◆ Set of tasks
1. Answer these questions about the interview:
(a) According to SP, what feature of the track layout makes this circuit difficult for the team?
(b) Which two other teams does SP name as part of the tight battle?
(c) What did SP's team at McLaren have every Friday to Saturday during the first half of the season?
2. Write out the stretch of the interview from "Your drive through" through "at the moment?", word for word.

--- Begin Source passage ---

Different in what way? Harder?

SP: Harder because of the track layout. It has a lot of high speed corners, and that makes this place difficult for us because high speed hasn’t been our best strength in the last couple of races, here in a high speed circuit, I don’t expect great things.

Your drive through the field in Austria must give you confidence for future races if you have a difficult situation in qualifying or another grid penalty that you can fight back through. 

SP: Yeah of course, this gives you a good boost, so we need to keep pushing, keep delivering and we need points. The tight battle between us, McLaren, Williams… it’s going to be very intense and long, so we need to deliver weekend after weekend a lot of points.

And do you feel that you’re really on top of the tires at the moment?

SP: Yeah I know what to do, we know as a team what we have to do, so that gives me good confidence.

And compared to last year, obviously you were struggling with the McLaren car, and this year you’ve come to Force India and the results have improved. It must be quite a strange thing given that McLaren is such a big team, but it must also be pretty pleasing for you. 

SP: Of course. I think I came at the worst time to a team like McLaren where they were going downhill instead of uphill, so that made my adaptation to the team very difficult because we had an extremely difficult car. For the first half of the season we spent every Friday to Saturday with completely new car, so it was very difficult to adapt to that car. Pretty unfortunate, but I’m very happy here at Force India.

So would you say it’s a blessing in disguise that you got this move to Force India?

SP: Yeah definitely, yeah of course. I’m thankful that this happened.

Do you think that you’re proving a few people at McLaren wrong?

SP: I don’t feel that, I feel I’m making my team happy. It’s all that I care about, I want to make this team happy, I want to give my best possible job to the team.

--- End Source passage ---
--- Begin Information supplied ---

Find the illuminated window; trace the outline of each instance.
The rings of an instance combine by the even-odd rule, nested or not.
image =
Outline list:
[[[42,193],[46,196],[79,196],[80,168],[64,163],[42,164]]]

--- End Information supplied ---

◆ Answers per task
1.
(a) It has a lot of high speed corners, and high speed hasn't been the team's best strength in the last couple of races.
(b) McLaren and Williams.
(c) A completely new car.

2.
Your drive through the field in Austria must give you confidence for future races if you have a difficult situation in qualifying or another grid penalty that you can fight back through. 

SP: Yeah of course, this gives you a good boost, so we need to keep pushing, keep delivering and we need points. The tight battle between us, McLaren, Williams… it’s going to be very intense and long, so we need to deliver weekend after weekend a lot of points.

And do you feel that you’re really on top of the tires at the moment?